**Task goal:** Repeat the span of the entries below that starts at the line with "545L282 541L255 544L252" and ends at the line with "box: [211, 107, 226, 143]", nothing more. Skip the pictures.
*** Provided material Section Begins ***
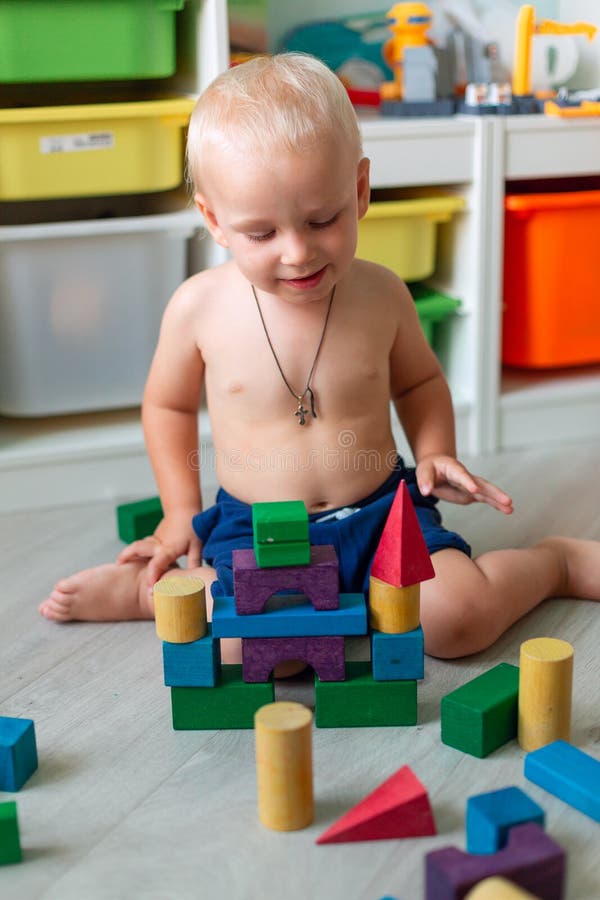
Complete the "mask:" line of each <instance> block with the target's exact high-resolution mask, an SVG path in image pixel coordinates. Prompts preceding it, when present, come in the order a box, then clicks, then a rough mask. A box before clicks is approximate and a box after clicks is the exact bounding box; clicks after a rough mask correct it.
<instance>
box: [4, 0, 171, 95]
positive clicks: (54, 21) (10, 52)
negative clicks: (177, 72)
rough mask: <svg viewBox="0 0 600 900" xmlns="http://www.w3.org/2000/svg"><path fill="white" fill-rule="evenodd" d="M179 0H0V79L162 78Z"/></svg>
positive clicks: (163, 72)
mask: <svg viewBox="0 0 600 900" xmlns="http://www.w3.org/2000/svg"><path fill="white" fill-rule="evenodd" d="M183 5H184V0H0V82H4V83H15V82H27V83H32V82H47V81H53V82H56V81H99V80H102V81H105V80H114V79H130V78H163V77H167V76H169V75H172V74H173V73H174V72H175V67H176V45H175V14H176V11H177V10H179V9H182V7H183Z"/></svg>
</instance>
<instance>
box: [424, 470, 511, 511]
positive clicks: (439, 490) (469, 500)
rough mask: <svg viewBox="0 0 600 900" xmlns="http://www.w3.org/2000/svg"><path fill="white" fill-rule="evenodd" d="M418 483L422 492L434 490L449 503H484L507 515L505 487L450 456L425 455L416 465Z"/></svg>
mask: <svg viewBox="0 0 600 900" xmlns="http://www.w3.org/2000/svg"><path fill="white" fill-rule="evenodd" d="M417 484H418V486H419V490H420V491H421V493H422V494H423V495H424V496H427V495H428V494H435V496H436V497H439V498H440V500H448V501H449V502H450V503H460V504H463V505H466V504H469V503H487V504H488V506H491V507H493V509H497V510H498V511H499V512H503V513H505V514H506V515H509V514H510V513H511V512H512V511H513V505H512V500H511V498H510V497H509V496H508V494H505V493H504V491H502V490H500V488H498V487H496V485H495V484H492V483H491V482H489V481H486V480H485V478H480V477H479V475H472V474H471V473H470V472H469V471H468V469H466V468H465V466H463V464H462V463H461V462H459V461H458V460H457V459H454V457H452V456H427V457H425V458H424V459H422V460H420V462H419V464H418V466H417Z"/></svg>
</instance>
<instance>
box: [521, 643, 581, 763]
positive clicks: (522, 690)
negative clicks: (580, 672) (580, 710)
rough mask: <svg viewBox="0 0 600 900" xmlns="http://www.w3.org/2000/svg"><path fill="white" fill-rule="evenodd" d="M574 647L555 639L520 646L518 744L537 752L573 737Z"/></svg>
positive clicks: (523, 748) (530, 643) (570, 645)
mask: <svg viewBox="0 0 600 900" xmlns="http://www.w3.org/2000/svg"><path fill="white" fill-rule="evenodd" d="M572 689H573V647H572V646H571V644H569V643H568V642H567V641H560V640H557V639H556V638H533V639H532V640H530V641H525V642H524V643H523V644H521V653H520V674H519V725H518V741H519V744H520V746H521V747H522V748H523V750H537V749H538V747H543V746H544V745H545V744H550V743H551V742H552V741H557V740H563V741H568V740H569V739H570V737H571V694H572Z"/></svg>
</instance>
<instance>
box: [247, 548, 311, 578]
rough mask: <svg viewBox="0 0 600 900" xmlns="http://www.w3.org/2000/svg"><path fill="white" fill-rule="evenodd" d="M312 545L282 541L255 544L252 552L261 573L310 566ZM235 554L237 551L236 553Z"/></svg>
mask: <svg viewBox="0 0 600 900" xmlns="http://www.w3.org/2000/svg"><path fill="white" fill-rule="evenodd" d="M310 549H311V548H310V544H309V543H308V541H306V542H305V543H301V542H300V541H280V542H279V543H277V544H254V549H253V550H252V551H251V552H252V555H253V556H254V558H255V559H256V563H257V565H258V566H259V567H260V569H261V571H263V570H265V569H273V568H282V567H285V566H308V565H309V564H310ZM234 552H235V551H234Z"/></svg>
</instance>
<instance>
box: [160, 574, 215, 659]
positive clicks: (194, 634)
mask: <svg viewBox="0 0 600 900" xmlns="http://www.w3.org/2000/svg"><path fill="white" fill-rule="evenodd" d="M154 618H155V620H156V633H157V635H158V636H159V638H161V640H163V641H168V642H169V643H170V644H187V643H191V642H192V641H197V640H199V639H200V638H202V637H204V635H205V634H206V631H207V628H206V624H207V623H206V596H205V593H204V582H203V581H202V579H201V578H196V577H194V576H192V575H165V576H164V577H163V578H161V579H160V581H157V582H156V584H155V585H154Z"/></svg>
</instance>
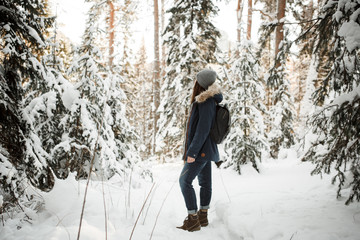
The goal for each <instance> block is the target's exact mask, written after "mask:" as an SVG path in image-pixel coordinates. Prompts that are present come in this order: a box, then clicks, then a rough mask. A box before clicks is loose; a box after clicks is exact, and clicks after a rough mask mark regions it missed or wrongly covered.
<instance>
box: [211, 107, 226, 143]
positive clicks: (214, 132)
mask: <svg viewBox="0 0 360 240" xmlns="http://www.w3.org/2000/svg"><path fill="white" fill-rule="evenodd" d="M230 125H231V118H230V111H229V109H228V107H227V105H226V104H225V105H221V104H216V114H215V120H214V124H213V125H212V127H211V130H210V137H211V139H212V140H213V141H214V142H215V143H216V144H220V143H221V142H222V141H223V140H224V139H225V138H226V136H227V135H228V134H229V132H230Z"/></svg>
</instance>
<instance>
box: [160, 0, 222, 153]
*** Provided material Section Ends ***
**Response to the exercise:**
rough mask: <svg viewBox="0 0 600 900" xmlns="http://www.w3.org/2000/svg"><path fill="white" fill-rule="evenodd" d="M312 545L282 541L255 544L252 552L261 573L310 566ZM235 554L237 551L236 553Z"/></svg>
mask: <svg viewBox="0 0 600 900" xmlns="http://www.w3.org/2000/svg"><path fill="white" fill-rule="evenodd" d="M310 549H311V548H310V544H309V543H308V541H306V542H305V543H301V542H300V541H280V542H279V543H277V544H254V549H253V550H252V551H251V552H252V555H253V556H254V558H255V559H256V563H257V565H258V566H259V567H260V569H261V571H263V570H265V569H273V568H282V567H285V566H308V565H309V564H310ZM234 552H235V551H234Z"/></svg>
</instance>
<instance>
box: [160, 574, 215, 659]
positive clicks: (194, 634)
mask: <svg viewBox="0 0 600 900" xmlns="http://www.w3.org/2000/svg"><path fill="white" fill-rule="evenodd" d="M154 618H155V620H156V633H157V635H158V636H159V638H161V640H163V641H168V642H169V643H170V644H187V643H191V642H192V641H197V640H199V639H200V638H202V637H204V635H205V634H206V631H207V628H206V624H207V623H206V596H205V593H204V582H203V581H202V579H201V578H196V577H194V576H192V575H165V576H164V577H163V578H161V579H160V581H157V582H156V584H155V585H154Z"/></svg>
</instance>
The goal for each <instance> block is the target's exact mask, written after "mask:" as an SVG path in image-pixel coordinates. Prompts that are present come in this order: a box, then clicks, then a rough mask. A box before clicks is loose; a box after clicks is exact, and clicks after a rough mask mark regions it missed or wrongly covered.
<instance>
box: [211, 107, 226, 143]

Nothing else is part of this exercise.